- [Problem A] In two sentences, what does the ICA text say?
- [Problem B] Copy the ICA text from "Why it works." up to and including "sources are independent.", renaming every "sources" as "signals".

-- START Extracted text --

Mode

Key idea

"Two microphones recorded two speakers. Which speaker said what?" If you observe linear mixtures of statistically-independent sources, ICA can recover the sources — without ever hearing them in isolation. PCA finds uncorrelated directions; ICA finds independent ones. Independence is a much stronger condition than uncorrelation, and it's what makes ICA work.

Cocktail party — two sources, two mixed observations, two ICA-recovered signals

Two ground-truth sources — a sine wave (speaker A) and a sawtooth (speaker B). Each microphone hears a different linear combination. PCA decorrelates them but doesn't separate them. ICA gets the original sources back up to sign and scale.

The model. x = As, where s are independent sources, A is an unknown mixing matrix, x is what you observe. ICA finds an unmixing matrix W such that Wx ≈ s (up to permutation, sign, scale).

Why it works. Linear combinations of independent non-Gaussian sources are "more Gaussian" than the sources themselves (Central Limit Theorem). ICA maximises the non-Gaussianity of the recovered components — kurtosis, negentropy, log-cosh. Demixing increases non-Gaussianity → reveals the original sources.

The Gaussian impossibility. If the sources are themselves Gaussian, ICA can't tell them apart — every rotation of a multivariate Gaussian is also Gaussian. Two requirements: at most one source is Gaussian, and the sources are independent.

Reach for it when

  • Audio source separation (cocktail party)
  • EEG / MEG artefact removal (eye blinks, muscle noise)
  • fMRI component analysis
  • Removing baseline drift from signals
  • You need independent features, not just decorrelated ones

Doesn't help when

  • Sources are themselves Gaussian (no information in higher moments)

-- END Extracted text --
-- START Supplied information --

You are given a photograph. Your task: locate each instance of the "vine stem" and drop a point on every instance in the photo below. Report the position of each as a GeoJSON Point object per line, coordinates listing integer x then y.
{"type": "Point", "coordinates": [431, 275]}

-- END Supplied information --

- [Task answer A] Independent component analysis (ICA) recovers statistically independent sources from observed linear mixtures by finding an unmixing matrix. It works because mixtures are more Gaussian than the sources, so maximizing non-Gaussianity reveals them, but it fails when the sources are themselves Gaussian.

- [Task answer B]
Why it works. Linear combinations of independent non-Gaussian signals are "more Gaussian" than the signals themselves (Central Limit Theorem). ICA maximises the non-Gaussianity of the recovered components — kurtosis, negentropy, log-cosh. Demixing increases non-Gaussianity → reveals the original signals.

The Gaussian impossibility. If the signals are themselves Gaussian, ICA can't tell them apart — every rotation of a multivariate Gaussian is also Gaussian. Two requirements: at most one source is Gaussian, and the signals are independent.